The data -
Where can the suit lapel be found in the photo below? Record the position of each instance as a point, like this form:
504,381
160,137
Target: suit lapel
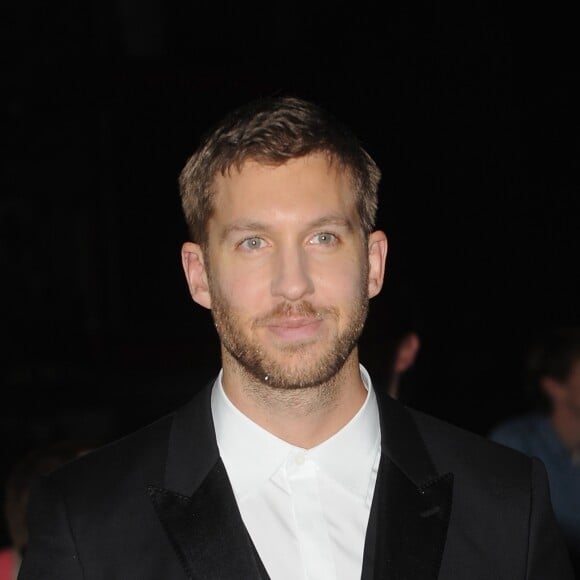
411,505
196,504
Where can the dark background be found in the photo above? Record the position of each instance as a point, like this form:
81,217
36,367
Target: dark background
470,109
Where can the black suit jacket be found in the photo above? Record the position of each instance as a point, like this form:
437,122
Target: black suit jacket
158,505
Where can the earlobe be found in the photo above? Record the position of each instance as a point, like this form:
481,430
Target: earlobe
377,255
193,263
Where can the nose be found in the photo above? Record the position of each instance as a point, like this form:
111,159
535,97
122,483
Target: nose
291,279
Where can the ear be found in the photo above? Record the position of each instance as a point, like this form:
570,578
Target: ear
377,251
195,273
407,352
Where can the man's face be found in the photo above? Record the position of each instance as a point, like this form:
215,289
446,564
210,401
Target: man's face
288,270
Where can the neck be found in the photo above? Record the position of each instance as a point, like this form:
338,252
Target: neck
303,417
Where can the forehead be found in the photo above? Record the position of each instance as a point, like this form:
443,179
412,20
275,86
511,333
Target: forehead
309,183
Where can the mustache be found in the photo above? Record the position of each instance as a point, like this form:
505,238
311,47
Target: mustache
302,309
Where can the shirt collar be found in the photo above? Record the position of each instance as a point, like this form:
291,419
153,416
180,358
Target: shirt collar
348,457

Exercise requirements - Exclude every picture and restate the listing word for word.

Result of the task -
Where can the suit lapel be found in the photo below? Record the position of each instance as a point, like this form:
504,381
160,137
Target: suit lapel
411,505
196,504
Where can the dark background be found in the photo above? Record the position of each instance as a point, like this form:
81,217
36,367
Target: dark background
470,109
Where can the black suit jacket be found in the photo above? Record the position of each instance as a point, like this form:
437,122
Target: black suit jacket
158,505
Where can the earlobe be found in the photo above? Record the position of each instance as a point, like this form:
481,430
Target: earlobe
377,255
193,263
Where can the nose be found in the photo above? Record the position of each instance as a point, like this form:
111,159
535,97
122,483
Target: nose
291,279
Where can the ear be found in the photo above? Record the position of each instance as a point, like this form:
570,578
Target: ear
377,251
195,273
407,352
Where can the man's face be found in the photo above? Record the position of each instance as a point, like this form:
215,289
446,564
210,401
Target: man's face
288,270
Where can the neck be found in the photo above? Record the position of each instance as a point, like this form:
338,252
Target: neck
303,417
Where can the forehead be found in the photo above? Record the position of each instance as a point, like this form:
443,179
412,20
275,86
511,333
Target: forehead
309,183
Where can the mustache be found in the photo above? Record the position of each instance as a point, like this form:
505,238
311,47
Target: mustache
302,309
Where can the shirt collar be found in the photo above? Record the position of each instance as a point, like this form:
291,419
153,416
180,358
Target: shirt collar
348,457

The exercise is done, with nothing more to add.